This is VOA news. Reporting by remote, I'm David Byrd.
Israel and the United Arab Emirates announced Thursday they are establishing full diplomatic relations in a U.S.-brokered deal that required Israel to halt its contentious plan to annex occupied West Bank land sought by the Palestinians.
The historic deal delivered a key foreign policy victory to President Donald Trump as he seeks re-election.
Middle East analyst Uzi Rabi in an AP interview said there will likely be reprecautions to this decision.
"I think that the Palestinians are going to come up with a kind of real fury about that. But the answer of United Arab Emirates, Saudi Arabia and others is that "hey, we just prevent that Israel from annexation."
A spokesman for Palestinian President Mahmoud Abbas said the deal amounts to treason and should be reversed.
The agreement makes the UAE the third Arab country after Egypt and Jordan to have full diplomatic ties with Israel.
Presumptive Democratic presidential nominee Joe Biden on Thursday called on all U.S. governors to mandate mask-wearing to slow the spread of the coronavirus, which has killed more than 166,000 people in the United States.
In his second day on the campaign trail with former rival and now running mate Kamala Harris by his side, Biden made the call for a nationwide mandate on masks after a virtual meeting with public health advisers.
"Every governor should mandate, every governor should mandate mandatory mask-wearing ...."
President Donald Trump, the man Biden is trying to unseat in November, long refused to wear a mask in public. That turned masks into a political symbol and sparked squabbles across the country in which other Republican elected officials and some Trump supporters have angrily refused to wear them.
This is VOA news.
Both sides on Capitol Hill are blaming each other with talks on emergency coronavirus relief stalled and Congress largely gone for the summer. AP's Sagar Meghani reports.
In a nearly empty Capitol, top Senate Republican Mitch McConnell said Democrats continue holding up emergency aid.
"... unless they get a flood of demands with no relationship to COVID-19."
But House Speaker Nancy Pelosi says Democrats will stand firm on things like Postal Service funding and rental assistance.
Asked if she should accept a smaller relief package from Republicans to avoid possible gridlock, "Perhaps you mistook them for somebody who gave a damn."
The stalemate comes with Americans like ??? Neria Gonzales worried about paying the bills with a $600 weekly unemployment benefit expired.

= Exercise data =
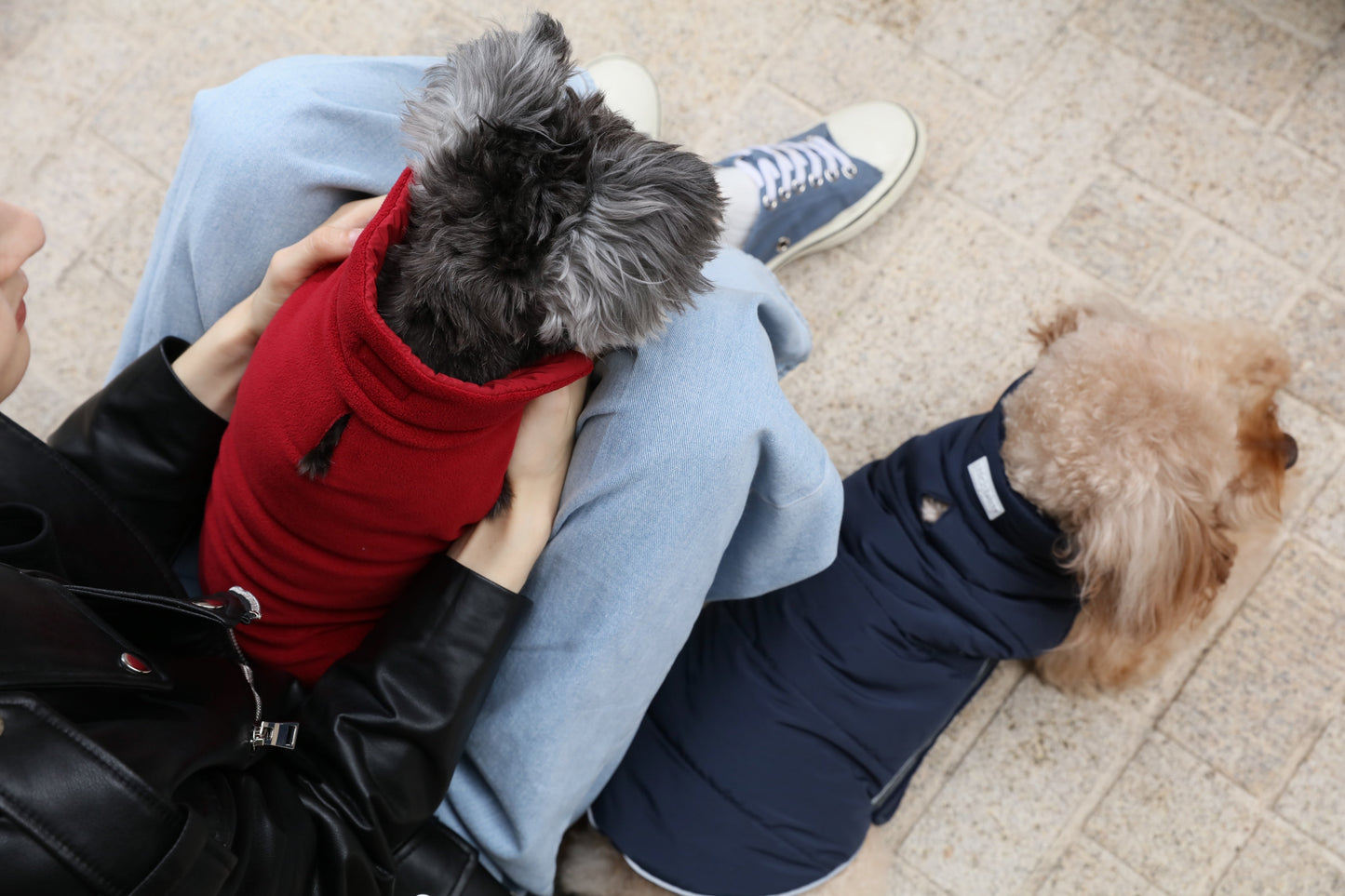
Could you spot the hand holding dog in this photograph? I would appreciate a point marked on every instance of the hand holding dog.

= What the exercise asks =
Continue the VOA news broadcast transcript above, picking up after its final sentence.

= Output of the task =
"I don't think I will have a place to live. I'll just probably be homeless, I don't know."
Sagar Meghani, Washington.
The Trump administration is accusing Yale University of discriminating against some applicants. AP's Mike Gracia reports.
A two-year Justice Department investigation has found Yale University illegally discriminates against Asian American and White applicants in violation of federal civil rights law.
The Justice Department detailed its findings in a letter to Yale attorneys Thursday. In a statement, Yale said it categorically denies the allegation.
The investigation was prompted by a 2016 complaint against Yale, Brown and Dartmouth.
The Justice Department had previously filed court papers citing with Asian American groups who had raised similar allegations against Harvard University.
Mike Gracia, Washington.
The mother of slain Louisville EMT Breonna Taylor is hoping to hear soon if the officers in the Kentucky city involved in Taylor's death will be charged. AP's Ed Donahue has more.
Tamika Palmer says she is trying to be patient. "Every day is still March the 13th." That's the day police carrying a warrant burst into Taylor's home and shot her.
Palmer and civil rights attorney Ben Crump met with Kentucky's General Daniel Cameron. She says this is much more than just Breonna Taylor and Black Lives Matter. "It's about bridging the gaps between us and the police."
Palmer says the attorney general told her he doesn't want to rush. "For me, I'm trying to, to accept that and be patient with that, because I definitely want him to come out with the right answer."
I'm Ed Donahue.
A mixed day on Wall Street, with the Dow Jones down .29 percent, the S&P off by .2 percent, but the NASDAQ up by .27 percent.